▶ **Required action**:
Output exactly the span of lines beginning with the one that holds "Task: for the greenhouse-bench survey, tag the group" and ending with the last line of the data below.

▶ **Exercise materials**:
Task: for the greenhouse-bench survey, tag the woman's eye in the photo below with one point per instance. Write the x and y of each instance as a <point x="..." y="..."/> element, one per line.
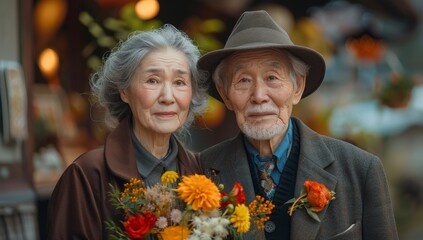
<point x="180" y="83"/>
<point x="272" y="77"/>
<point x="152" y="81"/>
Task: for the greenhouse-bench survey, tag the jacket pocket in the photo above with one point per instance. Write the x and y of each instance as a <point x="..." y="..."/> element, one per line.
<point x="352" y="232"/>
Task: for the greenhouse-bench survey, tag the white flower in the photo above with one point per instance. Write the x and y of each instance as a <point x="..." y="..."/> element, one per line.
<point x="161" y="222"/>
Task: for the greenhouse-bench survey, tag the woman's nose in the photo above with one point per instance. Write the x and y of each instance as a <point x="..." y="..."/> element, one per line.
<point x="166" y="95"/>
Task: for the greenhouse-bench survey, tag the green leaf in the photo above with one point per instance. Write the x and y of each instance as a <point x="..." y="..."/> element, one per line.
<point x="292" y="200"/>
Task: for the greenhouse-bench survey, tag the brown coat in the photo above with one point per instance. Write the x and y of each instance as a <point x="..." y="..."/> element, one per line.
<point x="79" y="204"/>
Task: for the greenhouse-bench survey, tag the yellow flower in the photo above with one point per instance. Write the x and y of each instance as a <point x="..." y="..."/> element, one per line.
<point x="241" y="218"/>
<point x="175" y="233"/>
<point x="199" y="191"/>
<point x="169" y="177"/>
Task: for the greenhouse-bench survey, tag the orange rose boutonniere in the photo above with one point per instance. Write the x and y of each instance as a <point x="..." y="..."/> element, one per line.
<point x="314" y="197"/>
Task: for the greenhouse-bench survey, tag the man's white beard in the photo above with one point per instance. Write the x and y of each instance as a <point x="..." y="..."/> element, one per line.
<point x="260" y="133"/>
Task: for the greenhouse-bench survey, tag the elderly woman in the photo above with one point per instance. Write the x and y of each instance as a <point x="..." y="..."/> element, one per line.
<point x="151" y="90"/>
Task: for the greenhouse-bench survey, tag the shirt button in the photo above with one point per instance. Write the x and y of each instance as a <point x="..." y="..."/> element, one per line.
<point x="269" y="227"/>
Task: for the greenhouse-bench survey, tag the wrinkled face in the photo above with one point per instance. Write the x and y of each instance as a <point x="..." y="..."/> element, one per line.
<point x="261" y="92"/>
<point x="160" y="92"/>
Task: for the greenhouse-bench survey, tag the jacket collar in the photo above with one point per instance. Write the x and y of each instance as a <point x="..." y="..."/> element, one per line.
<point x="120" y="155"/>
<point x="315" y="157"/>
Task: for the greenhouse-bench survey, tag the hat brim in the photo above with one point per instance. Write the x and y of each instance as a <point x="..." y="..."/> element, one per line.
<point x="317" y="67"/>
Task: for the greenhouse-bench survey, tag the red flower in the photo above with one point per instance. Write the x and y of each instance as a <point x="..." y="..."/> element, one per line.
<point x="317" y="195"/>
<point x="236" y="196"/>
<point x="314" y="197"/>
<point x="139" y="225"/>
<point x="238" y="193"/>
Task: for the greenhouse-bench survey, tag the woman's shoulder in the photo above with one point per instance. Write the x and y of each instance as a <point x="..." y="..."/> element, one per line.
<point x="90" y="159"/>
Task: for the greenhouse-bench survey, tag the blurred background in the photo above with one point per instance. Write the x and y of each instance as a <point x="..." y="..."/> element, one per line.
<point x="372" y="95"/>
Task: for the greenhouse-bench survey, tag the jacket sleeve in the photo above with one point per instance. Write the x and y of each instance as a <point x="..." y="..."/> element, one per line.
<point x="378" y="217"/>
<point x="73" y="212"/>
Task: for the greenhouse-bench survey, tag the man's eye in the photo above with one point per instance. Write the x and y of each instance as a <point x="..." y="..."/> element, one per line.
<point x="244" y="80"/>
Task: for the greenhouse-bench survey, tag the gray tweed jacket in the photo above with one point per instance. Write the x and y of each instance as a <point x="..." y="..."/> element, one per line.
<point x="362" y="208"/>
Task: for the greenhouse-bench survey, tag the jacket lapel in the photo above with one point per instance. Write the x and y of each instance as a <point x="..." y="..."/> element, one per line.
<point x="234" y="167"/>
<point x="314" y="158"/>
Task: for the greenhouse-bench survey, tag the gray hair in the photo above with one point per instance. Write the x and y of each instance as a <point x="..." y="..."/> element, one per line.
<point x="120" y="66"/>
<point x="297" y="68"/>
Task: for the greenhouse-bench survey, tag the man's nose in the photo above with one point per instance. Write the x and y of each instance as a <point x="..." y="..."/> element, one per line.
<point x="259" y="93"/>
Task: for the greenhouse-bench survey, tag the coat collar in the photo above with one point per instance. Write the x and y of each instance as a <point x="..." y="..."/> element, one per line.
<point x="119" y="152"/>
<point x="315" y="157"/>
<point x="120" y="156"/>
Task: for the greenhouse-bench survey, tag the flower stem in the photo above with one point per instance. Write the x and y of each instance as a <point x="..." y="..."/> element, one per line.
<point x="291" y="209"/>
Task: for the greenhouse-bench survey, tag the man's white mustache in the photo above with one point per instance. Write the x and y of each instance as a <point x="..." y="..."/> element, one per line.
<point x="261" y="109"/>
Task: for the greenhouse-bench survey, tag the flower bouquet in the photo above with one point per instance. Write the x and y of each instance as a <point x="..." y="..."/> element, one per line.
<point x="191" y="207"/>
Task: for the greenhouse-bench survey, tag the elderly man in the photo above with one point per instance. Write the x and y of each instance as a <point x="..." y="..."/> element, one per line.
<point x="260" y="75"/>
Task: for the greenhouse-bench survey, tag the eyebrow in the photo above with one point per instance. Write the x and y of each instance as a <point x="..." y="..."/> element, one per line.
<point x="157" y="70"/>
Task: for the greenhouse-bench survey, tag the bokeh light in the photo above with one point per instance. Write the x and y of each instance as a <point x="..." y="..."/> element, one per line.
<point x="147" y="9"/>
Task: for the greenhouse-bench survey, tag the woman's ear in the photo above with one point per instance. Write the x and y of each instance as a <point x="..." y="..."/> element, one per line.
<point x="225" y="99"/>
<point x="298" y="93"/>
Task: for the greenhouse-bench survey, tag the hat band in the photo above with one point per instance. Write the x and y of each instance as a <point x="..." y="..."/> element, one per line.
<point x="258" y="36"/>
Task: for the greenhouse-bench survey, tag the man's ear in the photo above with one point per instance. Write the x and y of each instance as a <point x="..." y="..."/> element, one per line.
<point x="222" y="94"/>
<point x="124" y="95"/>
<point x="300" y="89"/>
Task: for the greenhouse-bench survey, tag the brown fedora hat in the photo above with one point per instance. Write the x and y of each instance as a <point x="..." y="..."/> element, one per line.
<point x="257" y="30"/>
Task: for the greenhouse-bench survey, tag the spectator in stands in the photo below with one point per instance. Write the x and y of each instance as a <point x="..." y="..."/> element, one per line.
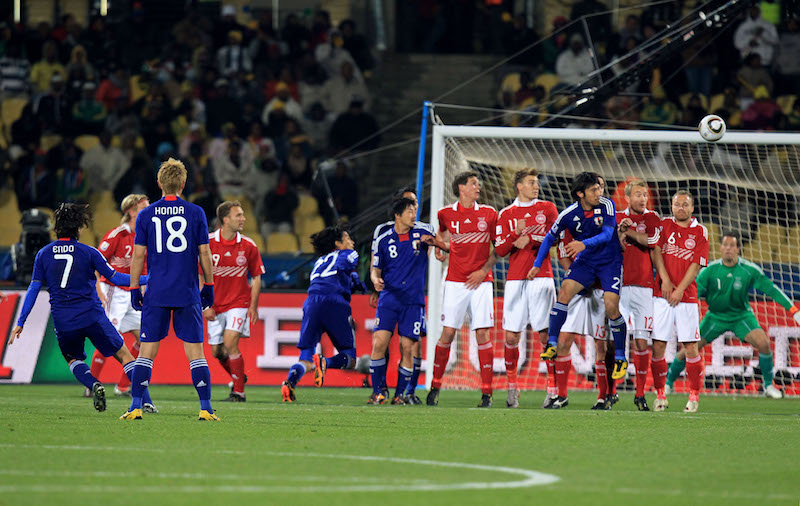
<point x="756" y="35"/>
<point x="344" y="190"/>
<point x="763" y="113"/>
<point x="88" y="115"/>
<point x="35" y="184"/>
<point x="660" y="110"/>
<point x="355" y="129"/>
<point x="788" y="59"/>
<point x="14" y="73"/>
<point x="104" y="164"/>
<point x="574" y="64"/>
<point x="234" y="58"/>
<point x="344" y="87"/>
<point x="43" y="71"/>
<point x="751" y="76"/>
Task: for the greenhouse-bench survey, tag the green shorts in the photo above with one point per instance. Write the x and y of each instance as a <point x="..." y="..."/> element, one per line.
<point x="713" y="326"/>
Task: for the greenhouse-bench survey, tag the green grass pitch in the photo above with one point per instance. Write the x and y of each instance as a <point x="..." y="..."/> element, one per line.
<point x="330" y="448"/>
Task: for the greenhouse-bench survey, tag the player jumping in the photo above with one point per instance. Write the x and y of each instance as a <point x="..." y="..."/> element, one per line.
<point x="67" y="268"/>
<point x="173" y="233"/>
<point x="726" y="285"/>
<point x="236" y="303"/>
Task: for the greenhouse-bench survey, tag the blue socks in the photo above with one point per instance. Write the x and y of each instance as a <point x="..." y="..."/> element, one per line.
<point x="201" y="379"/>
<point x="128" y="368"/>
<point x="412" y="382"/>
<point x="82" y="373"/>
<point x="619" y="331"/>
<point x="558" y="315"/>
<point x="377" y="369"/>
<point x="296" y="372"/>
<point x="140" y="380"/>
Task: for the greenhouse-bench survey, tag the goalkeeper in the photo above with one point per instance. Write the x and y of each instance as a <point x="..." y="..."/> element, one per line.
<point x="726" y="285"/>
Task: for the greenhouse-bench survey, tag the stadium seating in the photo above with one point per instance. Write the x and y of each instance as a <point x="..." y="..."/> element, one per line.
<point x="280" y="242"/>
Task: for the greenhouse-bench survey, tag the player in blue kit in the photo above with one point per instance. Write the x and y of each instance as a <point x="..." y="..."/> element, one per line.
<point x="597" y="257"/>
<point x="399" y="271"/>
<point x="173" y="234"/>
<point x="327" y="309"/>
<point x="67" y="269"/>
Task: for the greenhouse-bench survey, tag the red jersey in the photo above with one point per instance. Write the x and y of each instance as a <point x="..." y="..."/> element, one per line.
<point x="681" y="247"/>
<point x="233" y="260"/>
<point x="539" y="216"/>
<point x="117" y="248"/>
<point x="637" y="268"/>
<point x="471" y="235"/>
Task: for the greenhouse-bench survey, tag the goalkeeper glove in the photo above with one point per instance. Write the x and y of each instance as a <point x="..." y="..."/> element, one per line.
<point x="207" y="296"/>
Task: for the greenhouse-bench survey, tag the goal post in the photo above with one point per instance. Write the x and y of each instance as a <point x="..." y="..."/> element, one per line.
<point x="747" y="182"/>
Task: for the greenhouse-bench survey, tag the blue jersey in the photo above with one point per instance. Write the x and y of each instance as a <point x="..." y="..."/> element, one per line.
<point x="66" y="268"/>
<point x="331" y="274"/>
<point x="172" y="230"/>
<point x="403" y="261"/>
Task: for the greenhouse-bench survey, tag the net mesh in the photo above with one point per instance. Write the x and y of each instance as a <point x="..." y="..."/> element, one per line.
<point x="747" y="188"/>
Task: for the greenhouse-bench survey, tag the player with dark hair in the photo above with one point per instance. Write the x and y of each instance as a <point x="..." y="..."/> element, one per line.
<point x="67" y="269"/>
<point x="327" y="309"/>
<point x="591" y="221"/>
<point x="173" y="233"/>
<point x="726" y="285"/>
<point x="234" y="256"/>
<point x="399" y="271"/>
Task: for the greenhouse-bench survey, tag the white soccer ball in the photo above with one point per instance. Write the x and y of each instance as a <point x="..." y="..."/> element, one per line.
<point x="712" y="128"/>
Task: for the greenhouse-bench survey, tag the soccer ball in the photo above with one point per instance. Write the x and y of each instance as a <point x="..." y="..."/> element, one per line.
<point x="712" y="128"/>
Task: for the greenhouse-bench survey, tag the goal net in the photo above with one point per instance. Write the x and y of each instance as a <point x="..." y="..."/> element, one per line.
<point x="747" y="182"/>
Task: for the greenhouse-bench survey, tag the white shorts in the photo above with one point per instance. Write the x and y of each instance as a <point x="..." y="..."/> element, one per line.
<point x="684" y="319"/>
<point x="636" y="306"/>
<point x="586" y="316"/>
<point x="457" y="298"/>
<point x="233" y="319"/>
<point x="119" y="309"/>
<point x="528" y="301"/>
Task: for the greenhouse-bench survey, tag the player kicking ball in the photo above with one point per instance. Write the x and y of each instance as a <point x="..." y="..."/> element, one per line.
<point x="726" y="285"/>
<point x="327" y="309"/>
<point x="521" y="227"/>
<point x="173" y="234"/>
<point x="67" y="268"/>
<point x="591" y="221"/>
<point x="234" y="256"/>
<point x="399" y="271"/>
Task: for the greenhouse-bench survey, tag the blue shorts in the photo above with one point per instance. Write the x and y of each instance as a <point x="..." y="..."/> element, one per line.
<point x="409" y="319"/>
<point x="587" y="272"/>
<point x="187" y="321"/>
<point x="331" y="316"/>
<point x="101" y="333"/>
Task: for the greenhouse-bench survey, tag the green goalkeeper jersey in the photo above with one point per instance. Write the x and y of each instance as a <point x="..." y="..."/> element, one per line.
<point x="727" y="289"/>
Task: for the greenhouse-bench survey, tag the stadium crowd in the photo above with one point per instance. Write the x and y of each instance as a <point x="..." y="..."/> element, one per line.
<point x="250" y="110"/>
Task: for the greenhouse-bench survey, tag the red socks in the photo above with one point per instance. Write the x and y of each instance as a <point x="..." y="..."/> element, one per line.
<point x="512" y="359"/>
<point x="602" y="379"/>
<point x="641" y="361"/>
<point x="562" y="366"/>
<point x="694" y="373"/>
<point x="440" y="358"/>
<point x="659" y="368"/>
<point x="486" y="360"/>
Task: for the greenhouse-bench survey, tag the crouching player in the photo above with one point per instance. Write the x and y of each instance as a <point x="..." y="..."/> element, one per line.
<point x="399" y="271"/>
<point x="67" y="268"/>
<point x="327" y="309"/>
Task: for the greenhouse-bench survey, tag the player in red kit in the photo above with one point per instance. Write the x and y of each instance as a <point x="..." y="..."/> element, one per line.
<point x="638" y="233"/>
<point x="117" y="248"/>
<point x="234" y="256"/>
<point x="469" y="228"/>
<point x="681" y="252"/>
<point x="520" y="230"/>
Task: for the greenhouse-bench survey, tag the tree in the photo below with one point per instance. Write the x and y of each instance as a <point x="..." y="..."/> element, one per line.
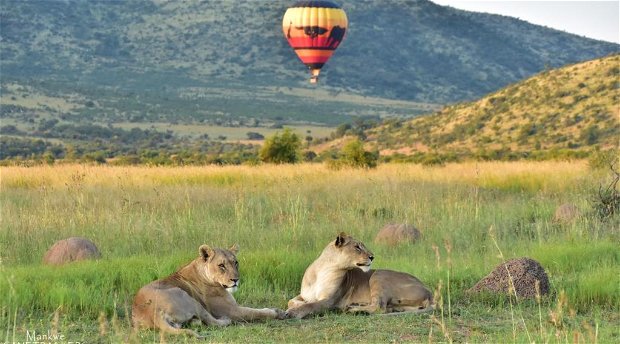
<point x="281" y="148"/>
<point x="354" y="155"/>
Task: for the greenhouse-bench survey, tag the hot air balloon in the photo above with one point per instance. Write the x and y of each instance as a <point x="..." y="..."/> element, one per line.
<point x="314" y="28"/>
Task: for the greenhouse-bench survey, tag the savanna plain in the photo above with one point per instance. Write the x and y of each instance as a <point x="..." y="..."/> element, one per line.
<point x="149" y="221"/>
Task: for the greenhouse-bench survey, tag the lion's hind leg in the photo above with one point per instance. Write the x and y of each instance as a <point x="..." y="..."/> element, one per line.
<point x="166" y="324"/>
<point x="409" y="306"/>
<point x="377" y="305"/>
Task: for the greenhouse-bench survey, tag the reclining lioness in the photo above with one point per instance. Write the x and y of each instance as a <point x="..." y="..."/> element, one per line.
<point x="341" y="278"/>
<point x="200" y="290"/>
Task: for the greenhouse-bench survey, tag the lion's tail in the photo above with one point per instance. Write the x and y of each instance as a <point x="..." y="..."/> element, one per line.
<point x="410" y="310"/>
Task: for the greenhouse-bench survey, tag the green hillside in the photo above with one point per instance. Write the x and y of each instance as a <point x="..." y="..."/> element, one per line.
<point x="572" y="108"/>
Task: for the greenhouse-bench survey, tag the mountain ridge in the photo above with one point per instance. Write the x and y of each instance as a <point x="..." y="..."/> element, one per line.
<point x="570" y="108"/>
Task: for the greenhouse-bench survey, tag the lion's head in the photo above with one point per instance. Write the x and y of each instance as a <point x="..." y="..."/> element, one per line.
<point x="351" y="253"/>
<point x="220" y="266"/>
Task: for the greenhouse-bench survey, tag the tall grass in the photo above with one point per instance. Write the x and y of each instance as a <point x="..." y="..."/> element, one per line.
<point x="148" y="221"/>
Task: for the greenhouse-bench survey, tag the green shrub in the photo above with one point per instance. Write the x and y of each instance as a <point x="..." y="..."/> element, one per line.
<point x="281" y="148"/>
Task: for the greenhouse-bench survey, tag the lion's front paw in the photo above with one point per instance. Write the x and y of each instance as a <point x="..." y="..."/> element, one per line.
<point x="223" y="321"/>
<point x="297" y="313"/>
<point x="280" y="314"/>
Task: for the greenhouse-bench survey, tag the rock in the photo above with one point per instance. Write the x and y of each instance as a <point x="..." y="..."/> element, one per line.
<point x="393" y="234"/>
<point x="524" y="272"/>
<point x="71" y="249"/>
<point x="566" y="213"/>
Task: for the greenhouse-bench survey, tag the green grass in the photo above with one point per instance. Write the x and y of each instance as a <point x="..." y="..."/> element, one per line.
<point x="147" y="222"/>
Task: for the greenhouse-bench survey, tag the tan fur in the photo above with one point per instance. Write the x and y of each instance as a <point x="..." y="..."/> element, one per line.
<point x="200" y="290"/>
<point x="341" y="278"/>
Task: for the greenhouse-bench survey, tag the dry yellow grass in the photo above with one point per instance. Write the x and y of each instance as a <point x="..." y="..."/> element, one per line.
<point x="549" y="175"/>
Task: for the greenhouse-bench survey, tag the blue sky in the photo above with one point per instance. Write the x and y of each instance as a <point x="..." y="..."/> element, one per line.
<point x="593" y="19"/>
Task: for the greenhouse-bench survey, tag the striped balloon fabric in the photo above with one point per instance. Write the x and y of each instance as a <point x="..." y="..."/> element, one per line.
<point x="314" y="29"/>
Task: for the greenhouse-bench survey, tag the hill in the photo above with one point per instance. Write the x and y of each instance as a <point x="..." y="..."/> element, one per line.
<point x="574" y="108"/>
<point x="226" y="62"/>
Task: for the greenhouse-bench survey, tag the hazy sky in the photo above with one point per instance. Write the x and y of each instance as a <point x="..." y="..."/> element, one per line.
<point x="593" y="19"/>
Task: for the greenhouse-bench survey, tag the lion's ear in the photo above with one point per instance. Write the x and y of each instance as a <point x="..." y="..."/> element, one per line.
<point x="341" y="239"/>
<point x="205" y="252"/>
<point x="234" y="249"/>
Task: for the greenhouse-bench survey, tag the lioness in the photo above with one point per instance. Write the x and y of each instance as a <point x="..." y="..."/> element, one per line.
<point x="341" y="278"/>
<point x="200" y="290"/>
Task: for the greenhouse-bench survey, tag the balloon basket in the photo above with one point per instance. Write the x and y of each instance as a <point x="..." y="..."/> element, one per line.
<point x="315" y="75"/>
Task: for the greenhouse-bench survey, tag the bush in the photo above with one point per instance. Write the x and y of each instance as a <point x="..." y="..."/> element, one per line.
<point x="281" y="148"/>
<point x="354" y="155"/>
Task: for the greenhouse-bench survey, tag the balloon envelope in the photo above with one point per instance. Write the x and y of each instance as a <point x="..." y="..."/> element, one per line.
<point x="314" y="28"/>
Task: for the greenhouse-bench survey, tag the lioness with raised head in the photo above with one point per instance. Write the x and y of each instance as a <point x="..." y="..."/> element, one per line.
<point x="200" y="290"/>
<point x="341" y="278"/>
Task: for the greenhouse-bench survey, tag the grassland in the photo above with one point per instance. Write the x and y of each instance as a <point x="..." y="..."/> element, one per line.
<point x="148" y="221"/>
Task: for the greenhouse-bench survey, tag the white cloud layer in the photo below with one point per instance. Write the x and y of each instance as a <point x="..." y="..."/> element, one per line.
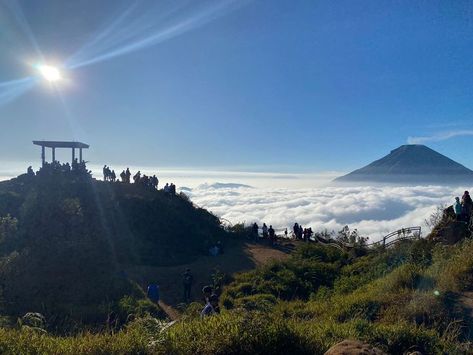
<point x="374" y="211"/>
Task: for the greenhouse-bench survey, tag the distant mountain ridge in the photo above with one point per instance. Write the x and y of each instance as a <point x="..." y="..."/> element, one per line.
<point x="413" y="163"/>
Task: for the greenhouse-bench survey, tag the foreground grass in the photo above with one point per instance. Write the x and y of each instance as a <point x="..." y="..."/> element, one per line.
<point x="399" y="300"/>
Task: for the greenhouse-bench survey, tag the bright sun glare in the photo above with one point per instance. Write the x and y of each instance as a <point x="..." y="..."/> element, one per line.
<point x="49" y="73"/>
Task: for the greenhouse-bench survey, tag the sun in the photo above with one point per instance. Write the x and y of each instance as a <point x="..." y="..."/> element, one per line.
<point x="49" y="73"/>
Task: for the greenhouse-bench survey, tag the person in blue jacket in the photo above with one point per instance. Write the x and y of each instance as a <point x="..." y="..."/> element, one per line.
<point x="457" y="207"/>
<point x="153" y="293"/>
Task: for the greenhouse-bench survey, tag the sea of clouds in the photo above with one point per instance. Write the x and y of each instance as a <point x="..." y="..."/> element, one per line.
<point x="374" y="211"/>
<point x="280" y="199"/>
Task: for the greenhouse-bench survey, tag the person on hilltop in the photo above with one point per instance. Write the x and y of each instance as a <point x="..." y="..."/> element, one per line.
<point x="127" y="175"/>
<point x="153" y="293"/>
<point x="211" y="308"/>
<point x="265" y="231"/>
<point x="295" y="230"/>
<point x="105" y="172"/>
<point x="272" y="234"/>
<point x="137" y="177"/>
<point x="207" y="291"/>
<point x="254" y="231"/>
<point x="467" y="204"/>
<point x="457" y="207"/>
<point x="187" y="280"/>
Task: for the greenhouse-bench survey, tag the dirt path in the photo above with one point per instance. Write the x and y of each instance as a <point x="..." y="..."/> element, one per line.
<point x="466" y="301"/>
<point x="241" y="256"/>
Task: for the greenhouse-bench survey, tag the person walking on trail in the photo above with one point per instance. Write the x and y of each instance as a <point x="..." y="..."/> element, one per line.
<point x="153" y="293"/>
<point x="295" y="230"/>
<point x="265" y="231"/>
<point x="254" y="231"/>
<point x="207" y="291"/>
<point x="467" y="206"/>
<point x="457" y="207"/>
<point x="211" y="308"/>
<point x="187" y="280"/>
<point x="272" y="235"/>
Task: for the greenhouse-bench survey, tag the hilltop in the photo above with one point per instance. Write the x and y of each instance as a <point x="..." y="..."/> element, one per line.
<point x="65" y="238"/>
<point x="411" y="164"/>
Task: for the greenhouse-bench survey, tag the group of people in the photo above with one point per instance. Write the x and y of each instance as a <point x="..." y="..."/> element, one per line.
<point x="125" y="176"/>
<point x="463" y="208"/>
<point x="298" y="232"/>
<point x="170" y="188"/>
<point x="302" y="233"/>
<point x="268" y="233"/>
<point x="77" y="168"/>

▶ **Problem solution**:
Task: for the greenhouse-bench survey, tag the group of people in the photo above with one point per instance. Write the x and y of each instance as a <point x="..." y="..."/> element, one per line.
<point x="125" y="176"/>
<point x="463" y="208"/>
<point x="298" y="232"/>
<point x="170" y="188"/>
<point x="302" y="233"/>
<point x="268" y="233"/>
<point x="77" y="168"/>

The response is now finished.